Exercise requirements —
Copy the lines of the data below, beginning at the line that has "the man standing" and stopping after the line that has "[(38, 147), (76, 133), (64, 121), (28, 123)]". Keep the request lines as they are, and add 95 to every coordinate in the answers.

Entries provided —

[start]

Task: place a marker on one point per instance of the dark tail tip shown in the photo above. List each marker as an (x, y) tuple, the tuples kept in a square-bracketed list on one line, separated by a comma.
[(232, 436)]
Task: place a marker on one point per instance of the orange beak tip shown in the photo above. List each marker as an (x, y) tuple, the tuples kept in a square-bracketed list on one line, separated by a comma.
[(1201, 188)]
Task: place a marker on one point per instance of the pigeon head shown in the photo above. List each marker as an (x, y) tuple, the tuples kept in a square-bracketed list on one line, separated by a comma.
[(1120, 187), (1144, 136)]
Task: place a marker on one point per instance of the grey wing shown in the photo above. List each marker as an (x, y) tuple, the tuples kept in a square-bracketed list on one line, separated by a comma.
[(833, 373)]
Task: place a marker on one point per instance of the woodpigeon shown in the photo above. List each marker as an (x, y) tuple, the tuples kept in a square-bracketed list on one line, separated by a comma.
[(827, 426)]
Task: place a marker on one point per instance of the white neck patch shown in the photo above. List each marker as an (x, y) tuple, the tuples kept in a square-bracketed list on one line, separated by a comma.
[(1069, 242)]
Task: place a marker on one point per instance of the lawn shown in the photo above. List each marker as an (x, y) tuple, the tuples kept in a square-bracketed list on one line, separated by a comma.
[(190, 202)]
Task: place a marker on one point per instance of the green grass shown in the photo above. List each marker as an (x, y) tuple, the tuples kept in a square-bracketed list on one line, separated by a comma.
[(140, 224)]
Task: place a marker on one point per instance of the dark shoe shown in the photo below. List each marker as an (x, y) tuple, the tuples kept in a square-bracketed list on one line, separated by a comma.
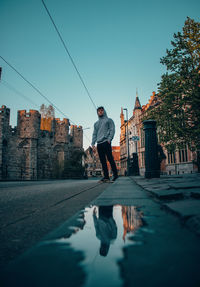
[(105, 179), (114, 178)]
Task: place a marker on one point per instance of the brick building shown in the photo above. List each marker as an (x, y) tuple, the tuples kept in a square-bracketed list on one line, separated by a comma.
[(132, 140), (36, 147)]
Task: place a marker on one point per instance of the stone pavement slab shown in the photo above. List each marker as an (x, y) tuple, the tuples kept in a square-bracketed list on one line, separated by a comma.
[(185, 208), (140, 245)]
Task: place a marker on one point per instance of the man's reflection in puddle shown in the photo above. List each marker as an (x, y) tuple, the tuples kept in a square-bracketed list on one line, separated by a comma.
[(132, 220), (106, 228)]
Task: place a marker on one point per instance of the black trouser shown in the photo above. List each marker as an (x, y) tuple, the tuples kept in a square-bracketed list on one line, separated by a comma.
[(105, 150)]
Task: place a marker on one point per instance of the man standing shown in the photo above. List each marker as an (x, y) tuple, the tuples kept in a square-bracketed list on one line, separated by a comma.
[(104, 130)]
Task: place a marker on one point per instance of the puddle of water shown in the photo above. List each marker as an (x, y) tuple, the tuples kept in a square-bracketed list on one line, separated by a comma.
[(105, 232), (86, 255)]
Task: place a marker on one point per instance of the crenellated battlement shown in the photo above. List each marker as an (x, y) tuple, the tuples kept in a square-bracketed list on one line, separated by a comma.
[(38, 147), (76, 133), (64, 121), (28, 123)]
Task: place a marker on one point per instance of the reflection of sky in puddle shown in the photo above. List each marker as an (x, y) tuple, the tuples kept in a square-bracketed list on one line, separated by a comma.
[(105, 232)]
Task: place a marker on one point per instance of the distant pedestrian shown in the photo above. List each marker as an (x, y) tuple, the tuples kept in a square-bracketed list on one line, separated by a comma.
[(104, 130)]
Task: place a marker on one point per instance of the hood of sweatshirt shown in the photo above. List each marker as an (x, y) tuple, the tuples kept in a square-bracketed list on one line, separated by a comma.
[(104, 115)]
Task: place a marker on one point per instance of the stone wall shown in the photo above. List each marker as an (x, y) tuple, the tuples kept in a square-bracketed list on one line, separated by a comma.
[(28, 152)]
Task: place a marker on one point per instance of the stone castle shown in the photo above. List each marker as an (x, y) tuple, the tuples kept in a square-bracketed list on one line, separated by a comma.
[(37, 146)]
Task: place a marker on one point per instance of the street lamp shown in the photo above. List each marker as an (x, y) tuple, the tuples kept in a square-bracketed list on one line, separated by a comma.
[(127, 141)]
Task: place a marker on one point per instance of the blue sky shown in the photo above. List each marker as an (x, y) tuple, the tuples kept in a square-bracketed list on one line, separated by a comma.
[(116, 45)]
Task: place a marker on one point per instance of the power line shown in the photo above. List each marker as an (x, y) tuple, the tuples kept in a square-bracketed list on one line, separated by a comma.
[(9, 86), (34, 87), (68, 53)]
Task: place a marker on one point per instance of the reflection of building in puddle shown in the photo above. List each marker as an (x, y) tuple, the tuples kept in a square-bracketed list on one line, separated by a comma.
[(106, 228), (132, 219)]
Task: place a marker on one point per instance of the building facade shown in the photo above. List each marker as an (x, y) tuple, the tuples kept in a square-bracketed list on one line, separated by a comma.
[(132, 144), (36, 147)]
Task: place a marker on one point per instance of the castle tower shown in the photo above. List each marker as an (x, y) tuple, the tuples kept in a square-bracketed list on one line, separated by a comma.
[(77, 136), (137, 103), (28, 129), (122, 117), (28, 124), (4, 134), (62, 131)]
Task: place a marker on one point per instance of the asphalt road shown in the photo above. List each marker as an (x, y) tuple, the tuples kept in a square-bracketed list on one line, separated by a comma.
[(30, 210)]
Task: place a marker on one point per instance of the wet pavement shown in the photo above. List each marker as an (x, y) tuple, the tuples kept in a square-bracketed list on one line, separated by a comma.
[(124, 238)]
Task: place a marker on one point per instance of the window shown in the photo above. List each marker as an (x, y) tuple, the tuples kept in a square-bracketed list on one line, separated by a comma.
[(143, 159), (171, 157), (142, 138), (183, 155)]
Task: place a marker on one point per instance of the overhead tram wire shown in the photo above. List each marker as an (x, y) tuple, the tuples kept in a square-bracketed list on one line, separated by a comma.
[(10, 87), (35, 88), (68, 53)]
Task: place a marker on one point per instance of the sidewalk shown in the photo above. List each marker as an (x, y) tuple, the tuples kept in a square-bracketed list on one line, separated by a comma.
[(180, 194), (124, 238)]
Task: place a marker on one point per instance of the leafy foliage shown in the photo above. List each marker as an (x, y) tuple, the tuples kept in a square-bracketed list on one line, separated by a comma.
[(178, 114)]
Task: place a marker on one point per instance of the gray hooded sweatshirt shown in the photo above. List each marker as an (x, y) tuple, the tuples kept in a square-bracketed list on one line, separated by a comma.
[(104, 130)]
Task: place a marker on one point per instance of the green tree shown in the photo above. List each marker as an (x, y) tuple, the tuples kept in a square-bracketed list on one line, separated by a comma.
[(178, 114)]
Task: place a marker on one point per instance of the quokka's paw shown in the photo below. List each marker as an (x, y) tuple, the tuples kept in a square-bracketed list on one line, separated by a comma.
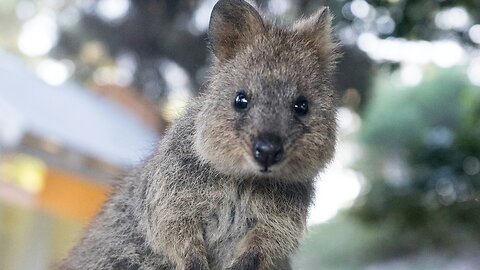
[(248, 261), (195, 263)]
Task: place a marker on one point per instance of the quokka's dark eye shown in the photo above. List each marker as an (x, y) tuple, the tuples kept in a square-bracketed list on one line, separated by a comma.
[(300, 107), (241, 101)]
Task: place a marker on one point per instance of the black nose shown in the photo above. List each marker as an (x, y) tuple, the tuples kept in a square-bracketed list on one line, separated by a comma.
[(267, 150)]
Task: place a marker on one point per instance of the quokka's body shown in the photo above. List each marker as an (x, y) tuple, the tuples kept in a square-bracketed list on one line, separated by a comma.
[(231, 181)]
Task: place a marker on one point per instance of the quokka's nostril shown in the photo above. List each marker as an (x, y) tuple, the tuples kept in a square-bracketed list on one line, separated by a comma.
[(268, 150)]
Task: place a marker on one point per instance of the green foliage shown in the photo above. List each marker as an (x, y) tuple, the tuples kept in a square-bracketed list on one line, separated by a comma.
[(422, 151)]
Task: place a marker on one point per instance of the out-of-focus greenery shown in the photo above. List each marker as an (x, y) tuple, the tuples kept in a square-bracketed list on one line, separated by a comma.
[(421, 158)]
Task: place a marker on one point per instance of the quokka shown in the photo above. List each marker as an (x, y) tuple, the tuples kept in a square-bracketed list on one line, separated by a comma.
[(231, 181)]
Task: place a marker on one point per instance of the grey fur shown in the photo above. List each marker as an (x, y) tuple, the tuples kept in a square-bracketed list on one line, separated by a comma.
[(201, 201)]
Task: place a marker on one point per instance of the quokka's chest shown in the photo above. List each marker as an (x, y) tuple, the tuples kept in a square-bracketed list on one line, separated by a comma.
[(228, 221)]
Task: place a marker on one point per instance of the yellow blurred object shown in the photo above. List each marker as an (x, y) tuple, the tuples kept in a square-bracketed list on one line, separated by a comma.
[(72, 196), (24, 171)]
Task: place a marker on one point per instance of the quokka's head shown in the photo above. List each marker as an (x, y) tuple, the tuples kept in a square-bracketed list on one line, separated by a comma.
[(269, 108)]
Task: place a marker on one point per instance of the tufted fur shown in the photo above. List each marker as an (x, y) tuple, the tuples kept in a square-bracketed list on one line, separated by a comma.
[(201, 201)]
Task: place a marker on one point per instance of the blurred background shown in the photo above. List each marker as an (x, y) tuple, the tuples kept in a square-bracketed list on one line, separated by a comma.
[(87, 88)]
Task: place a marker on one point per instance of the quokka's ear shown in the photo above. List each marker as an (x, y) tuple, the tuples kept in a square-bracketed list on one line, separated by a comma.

[end]

Expected output —
Task: place a marker on one point per instance of the man standing shown in the photo above. List each marker as an (x, y) tuple, the tuples kept in a square-bracketed list on one line, separated by a comma.
[(199, 225)]
Task: place a marker on one point per instance of the puddle of water shown in the photo above. List each marker as an (x, y) tuple, the tuples kept in a square-bracketed list on one line, separated by a comma.
[(200, 327), (181, 350)]
Task: place a marker on one point per instance of the crenellated battlement shown in the photo above. List each marker as an (x, y) tuple, the tuples kept in a square-bracketed list on one line, separated by a comma.
[(133, 242), (171, 228), (159, 216), (123, 218)]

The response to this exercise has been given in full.